Extracted records
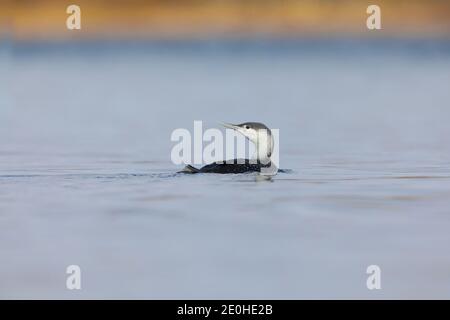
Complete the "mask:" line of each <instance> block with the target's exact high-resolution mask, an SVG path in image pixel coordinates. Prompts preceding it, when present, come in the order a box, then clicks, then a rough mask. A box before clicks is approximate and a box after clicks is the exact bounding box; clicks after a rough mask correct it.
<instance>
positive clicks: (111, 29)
mask: <svg viewBox="0 0 450 320" xmlns="http://www.w3.org/2000/svg"><path fill="white" fill-rule="evenodd" d="M70 4H77V5H79V6H80V7H81V30H68V29H67V28H66V19H67V17H68V16H69V15H68V14H67V13H66V8H67V6H68V5H70ZM368 4H369V3H367V2H364V1H356V0H343V1H325V0H315V1H313V0H305V1H294V0H287V1H281V0H278V1H273V0H260V1H252V0H249V1H239V0H229V1H223V0H209V1H208V0H185V1H173V0H172V1H169V0H167V1H155V0H153V1H142V0H131V1H120V0H110V1H105V0H91V1H87V0H77V1H72V2H66V1H57V0H36V1H26V0H25V1H24V0H22V1H13V0H4V1H2V3H1V4H0V7H1V10H0V26H1V29H2V30H3V31H2V32H1V37H2V38H6V39H12V40H14V41H19V42H23V41H25V42H29V41H65V40H68V41H71V40H83V41H85V40H99V39H104V40H117V39H119V40H127V39H131V40H156V41H158V40H172V41H180V40H184V39H191V40H208V39H211V38H220V39H243V40H245V39H249V38H255V39H259V38H262V39H271V38H281V39H297V38H325V39H326V38H336V37H337V38H340V37H349V38H368V39H372V38H399V37H400V38H437V39H450V1H441V0H430V1H418V0H410V1H394V0H380V1H377V5H379V6H380V7H381V13H382V30H376V31H370V30H368V29H367V28H366V19H367V17H368V14H367V13H366V8H367V6H368Z"/></svg>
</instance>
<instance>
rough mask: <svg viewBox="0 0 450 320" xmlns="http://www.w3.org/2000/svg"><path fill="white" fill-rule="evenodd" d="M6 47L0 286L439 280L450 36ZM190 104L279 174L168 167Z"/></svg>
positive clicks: (165, 290)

### YOUR GOAL
All of the entries above should be copied exactly, with the images left out.

### ANSWER TO THE PROBLEM
Complete the "mask:" line of each <instance> block with the target's exact high-resolution mask, an SVG path in image pixel coordinates. Prompts preceding it, when present, come in the order a box, then clicks, then a rough mask. A box before clicks is approximate and a box after clicks is the exact bounding box; clicks after a rough mask correct it.
<instance>
positive clicks: (111, 29)
mask: <svg viewBox="0 0 450 320" xmlns="http://www.w3.org/2000/svg"><path fill="white" fill-rule="evenodd" d="M70 4H77V5H79V6H80V7H81V30H68V29H67V28H66V19H67V17H68V16H69V15H68V14H67V13H66V8H67V6H68V5H70ZM368 4H369V3H367V2H364V1H356V0H343V1H325V0H315V1H313V0H305V1H294V0H287V1H281V0H278V1H273V0H260V1H252V0H249V1H239V0H229V1H223V0H209V1H208V0H185V1H173V0H172V1H169V0H167V1H155V0H153V1H142V0H131V1H120V0H110V1H105V0H91V1H87V0H77V1H72V2H66V1H57V0H36V1H26V0H25V1H24V0H22V1H13V0H4V1H2V3H1V4H0V7H1V10H0V26H1V29H2V30H3V31H2V32H1V37H2V38H6V39H12V40H14V41H19V42H23V41H25V42H29V41H65V40H68V41H71V40H83V41H85V40H99V39H104V40H117V39H119V40H127V39H131V40H156V41H158V40H172V41H180V40H184V39H191V40H208V39H211V38H220V39H243V40H245V39H249V38H255V39H259V38H262V39H271V38H281V39H297V38H325V39H326V38H336V37H337V38H340V37H349V38H368V39H372V38H399V37H400V38H437V39H450V1H441V0H430V1H418V0H410V1H394V0H380V1H377V5H379V6H380V7H381V13H382V30H376V31H370V30H368V29H367V28H366V19H367V17H368V14H367V13H366V8H367V6H368Z"/></svg>
</instance>
<instance>
rough mask: <svg viewBox="0 0 450 320" xmlns="http://www.w3.org/2000/svg"><path fill="white" fill-rule="evenodd" d="M6 47L0 286L439 280L450 36ZM190 104L279 174L168 167Z"/></svg>
positive clicks: (165, 290)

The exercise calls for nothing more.